Exercise task: Show every line of the material below that contains the word "nose".

(Data drawn from a collection)
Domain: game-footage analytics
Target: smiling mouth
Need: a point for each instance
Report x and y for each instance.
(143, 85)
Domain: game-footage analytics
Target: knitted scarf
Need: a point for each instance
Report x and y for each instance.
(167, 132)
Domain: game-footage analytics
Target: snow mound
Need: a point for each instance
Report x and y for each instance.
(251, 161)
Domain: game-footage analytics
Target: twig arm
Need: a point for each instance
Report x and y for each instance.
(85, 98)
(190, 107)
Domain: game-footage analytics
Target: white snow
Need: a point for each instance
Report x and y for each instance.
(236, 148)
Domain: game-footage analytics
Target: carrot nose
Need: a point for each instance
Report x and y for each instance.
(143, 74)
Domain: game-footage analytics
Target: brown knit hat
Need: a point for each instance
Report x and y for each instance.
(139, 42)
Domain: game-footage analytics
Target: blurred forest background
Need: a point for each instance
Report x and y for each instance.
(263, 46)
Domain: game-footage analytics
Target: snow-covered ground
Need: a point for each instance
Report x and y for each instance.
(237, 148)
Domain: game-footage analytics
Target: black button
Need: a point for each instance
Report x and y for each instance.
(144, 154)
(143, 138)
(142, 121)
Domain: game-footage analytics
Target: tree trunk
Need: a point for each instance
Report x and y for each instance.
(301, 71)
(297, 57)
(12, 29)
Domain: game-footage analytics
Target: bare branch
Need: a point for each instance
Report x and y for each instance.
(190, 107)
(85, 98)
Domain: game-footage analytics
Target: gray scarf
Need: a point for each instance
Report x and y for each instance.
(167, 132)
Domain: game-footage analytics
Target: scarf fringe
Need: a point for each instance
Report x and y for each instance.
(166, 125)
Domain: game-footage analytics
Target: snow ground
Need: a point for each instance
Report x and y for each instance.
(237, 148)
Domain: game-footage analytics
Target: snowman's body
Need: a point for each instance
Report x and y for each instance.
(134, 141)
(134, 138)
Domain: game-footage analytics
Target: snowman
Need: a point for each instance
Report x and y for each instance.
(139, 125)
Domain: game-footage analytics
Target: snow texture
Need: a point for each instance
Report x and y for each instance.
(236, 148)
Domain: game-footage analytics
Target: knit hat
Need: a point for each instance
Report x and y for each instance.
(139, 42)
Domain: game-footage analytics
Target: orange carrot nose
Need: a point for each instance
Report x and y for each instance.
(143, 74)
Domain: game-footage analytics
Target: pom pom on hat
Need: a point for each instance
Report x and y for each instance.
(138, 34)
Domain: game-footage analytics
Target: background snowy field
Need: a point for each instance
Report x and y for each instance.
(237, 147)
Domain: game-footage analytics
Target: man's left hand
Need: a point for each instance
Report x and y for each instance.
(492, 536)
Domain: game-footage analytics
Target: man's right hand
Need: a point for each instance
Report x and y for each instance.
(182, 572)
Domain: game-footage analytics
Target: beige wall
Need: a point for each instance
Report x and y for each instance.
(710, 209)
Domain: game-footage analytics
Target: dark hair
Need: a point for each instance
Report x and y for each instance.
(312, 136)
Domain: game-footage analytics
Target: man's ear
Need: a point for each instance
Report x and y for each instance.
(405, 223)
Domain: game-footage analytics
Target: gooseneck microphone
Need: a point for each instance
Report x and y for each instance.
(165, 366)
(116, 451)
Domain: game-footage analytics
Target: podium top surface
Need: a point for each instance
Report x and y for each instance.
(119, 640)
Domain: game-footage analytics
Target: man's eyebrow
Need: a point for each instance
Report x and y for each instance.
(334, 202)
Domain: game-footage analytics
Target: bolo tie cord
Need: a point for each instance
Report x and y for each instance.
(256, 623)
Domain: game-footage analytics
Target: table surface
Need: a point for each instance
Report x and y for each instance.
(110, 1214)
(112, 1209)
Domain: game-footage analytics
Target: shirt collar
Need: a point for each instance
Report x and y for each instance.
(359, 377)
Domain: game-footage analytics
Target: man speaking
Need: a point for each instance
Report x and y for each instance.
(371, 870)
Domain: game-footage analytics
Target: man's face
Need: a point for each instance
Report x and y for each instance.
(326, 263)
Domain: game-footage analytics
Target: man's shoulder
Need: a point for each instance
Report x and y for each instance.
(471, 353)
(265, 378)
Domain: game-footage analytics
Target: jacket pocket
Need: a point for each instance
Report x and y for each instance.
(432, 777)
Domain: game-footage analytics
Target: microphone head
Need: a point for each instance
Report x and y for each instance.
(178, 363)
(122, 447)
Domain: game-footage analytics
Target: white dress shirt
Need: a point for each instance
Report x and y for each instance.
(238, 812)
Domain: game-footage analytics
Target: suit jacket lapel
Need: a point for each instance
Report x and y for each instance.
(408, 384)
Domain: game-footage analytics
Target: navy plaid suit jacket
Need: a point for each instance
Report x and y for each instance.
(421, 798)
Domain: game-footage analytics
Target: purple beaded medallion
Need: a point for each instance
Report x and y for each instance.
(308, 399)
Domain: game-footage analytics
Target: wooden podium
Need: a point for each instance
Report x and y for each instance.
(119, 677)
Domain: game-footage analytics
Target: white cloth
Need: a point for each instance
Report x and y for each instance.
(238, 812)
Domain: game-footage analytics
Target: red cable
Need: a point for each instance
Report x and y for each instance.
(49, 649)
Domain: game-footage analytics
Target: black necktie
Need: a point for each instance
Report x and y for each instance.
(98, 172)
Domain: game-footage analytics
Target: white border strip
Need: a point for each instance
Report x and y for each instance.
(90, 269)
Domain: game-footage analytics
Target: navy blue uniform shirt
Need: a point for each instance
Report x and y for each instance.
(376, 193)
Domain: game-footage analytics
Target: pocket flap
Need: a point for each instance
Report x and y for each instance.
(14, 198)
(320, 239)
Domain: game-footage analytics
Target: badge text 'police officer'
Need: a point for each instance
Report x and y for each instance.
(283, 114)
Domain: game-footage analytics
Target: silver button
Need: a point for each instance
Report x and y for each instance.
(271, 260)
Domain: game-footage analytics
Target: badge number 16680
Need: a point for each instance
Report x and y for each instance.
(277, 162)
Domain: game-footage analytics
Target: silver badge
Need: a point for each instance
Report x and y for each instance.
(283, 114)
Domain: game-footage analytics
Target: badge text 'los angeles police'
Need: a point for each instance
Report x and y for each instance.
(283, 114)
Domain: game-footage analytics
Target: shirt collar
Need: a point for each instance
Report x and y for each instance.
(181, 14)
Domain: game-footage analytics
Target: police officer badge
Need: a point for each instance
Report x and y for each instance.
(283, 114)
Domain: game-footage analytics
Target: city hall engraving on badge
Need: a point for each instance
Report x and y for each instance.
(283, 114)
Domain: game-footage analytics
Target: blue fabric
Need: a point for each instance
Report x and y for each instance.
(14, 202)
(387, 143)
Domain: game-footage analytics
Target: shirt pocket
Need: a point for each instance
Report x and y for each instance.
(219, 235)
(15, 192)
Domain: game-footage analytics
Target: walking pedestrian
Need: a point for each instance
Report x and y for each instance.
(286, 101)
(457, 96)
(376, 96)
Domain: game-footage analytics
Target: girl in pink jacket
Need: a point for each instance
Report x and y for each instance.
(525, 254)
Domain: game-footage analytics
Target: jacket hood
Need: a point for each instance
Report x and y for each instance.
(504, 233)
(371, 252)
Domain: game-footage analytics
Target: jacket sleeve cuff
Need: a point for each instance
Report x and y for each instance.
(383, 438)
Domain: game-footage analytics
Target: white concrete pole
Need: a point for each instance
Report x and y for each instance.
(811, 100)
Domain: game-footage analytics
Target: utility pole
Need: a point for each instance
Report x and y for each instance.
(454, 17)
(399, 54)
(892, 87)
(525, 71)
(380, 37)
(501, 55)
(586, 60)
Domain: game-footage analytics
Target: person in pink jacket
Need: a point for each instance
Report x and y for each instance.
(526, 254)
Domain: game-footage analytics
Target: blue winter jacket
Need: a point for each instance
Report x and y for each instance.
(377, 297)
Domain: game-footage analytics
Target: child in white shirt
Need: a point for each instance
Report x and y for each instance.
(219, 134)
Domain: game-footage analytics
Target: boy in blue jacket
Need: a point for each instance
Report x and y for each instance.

Exercise answer:
Target: carrot nose
Target: orange carrot nose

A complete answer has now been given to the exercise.